START Information provided

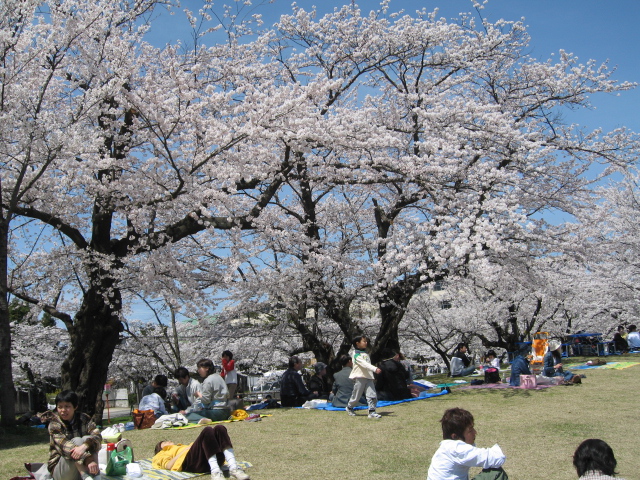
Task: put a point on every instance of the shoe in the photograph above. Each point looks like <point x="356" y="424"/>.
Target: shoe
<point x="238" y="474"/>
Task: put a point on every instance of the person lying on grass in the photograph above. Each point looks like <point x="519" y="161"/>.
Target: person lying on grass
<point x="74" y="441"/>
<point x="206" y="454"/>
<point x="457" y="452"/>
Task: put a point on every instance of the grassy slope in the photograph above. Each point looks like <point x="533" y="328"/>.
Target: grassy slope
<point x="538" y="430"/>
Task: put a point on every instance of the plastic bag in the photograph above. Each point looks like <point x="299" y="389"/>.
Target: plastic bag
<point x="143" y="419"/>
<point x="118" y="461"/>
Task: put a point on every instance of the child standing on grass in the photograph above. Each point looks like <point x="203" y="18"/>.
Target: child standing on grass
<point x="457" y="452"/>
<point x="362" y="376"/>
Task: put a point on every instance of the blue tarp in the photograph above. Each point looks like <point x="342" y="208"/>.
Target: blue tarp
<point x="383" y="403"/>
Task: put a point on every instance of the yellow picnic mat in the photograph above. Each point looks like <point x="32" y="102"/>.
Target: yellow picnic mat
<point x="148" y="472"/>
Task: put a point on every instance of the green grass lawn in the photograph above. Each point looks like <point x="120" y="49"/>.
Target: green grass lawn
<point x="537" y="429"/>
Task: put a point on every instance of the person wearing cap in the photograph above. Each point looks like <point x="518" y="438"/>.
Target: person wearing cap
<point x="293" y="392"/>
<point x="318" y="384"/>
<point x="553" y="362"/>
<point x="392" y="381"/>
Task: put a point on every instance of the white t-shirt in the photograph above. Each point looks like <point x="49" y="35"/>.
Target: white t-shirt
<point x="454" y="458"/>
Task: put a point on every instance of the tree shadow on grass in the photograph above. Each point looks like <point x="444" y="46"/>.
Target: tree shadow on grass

END Information provided

• Exercise aim:
Retype, exactly as shown, the lines from the one with "Target: grassy slope" through the end of the records.

• Task response:
Target: grassy slope
<point x="538" y="430"/>
Task: put a point on every instance of the plastic bag in the photograph above. Each point looks like <point x="299" y="389"/>.
Target: plastic bag
<point x="143" y="419"/>
<point x="118" y="461"/>
Task: put a point on every instance of the child standing on grass in the photograph above. Each point looks like <point x="203" y="18"/>.
Target: child standing on grass
<point x="457" y="452"/>
<point x="362" y="376"/>
Task: put a point on every instance of the blue tarp in the photograph above. Each point looks like <point x="342" y="208"/>.
Target: blue tarp
<point x="383" y="403"/>
Task: put a point on every instance of the yellow picnic mat in the photograph above. Each point looks like <point x="32" y="102"/>.
Target: yellow picnic mat
<point x="148" y="472"/>
Task: put a point on every instance of the green grass lawn in the photograph above. Each point looks like <point x="120" y="49"/>.
Target: green grass lawn
<point x="537" y="429"/>
Task: put a point on every instance of the person wearing cap in the photograph above. Each point looks like <point x="518" y="438"/>.
Target: person wearing cap
<point x="293" y="392"/>
<point x="318" y="384"/>
<point x="553" y="362"/>
<point x="392" y="381"/>
Task: put a point on every instance of the white t-shirt in the photograph above. Each point looks like <point x="49" y="35"/>.
Target: white t-shirt
<point x="454" y="458"/>
Task: put a point on every instance of the tree shadow on grass in the photograph above. Each point looks like <point x="444" y="46"/>.
Target: tree shadow on grass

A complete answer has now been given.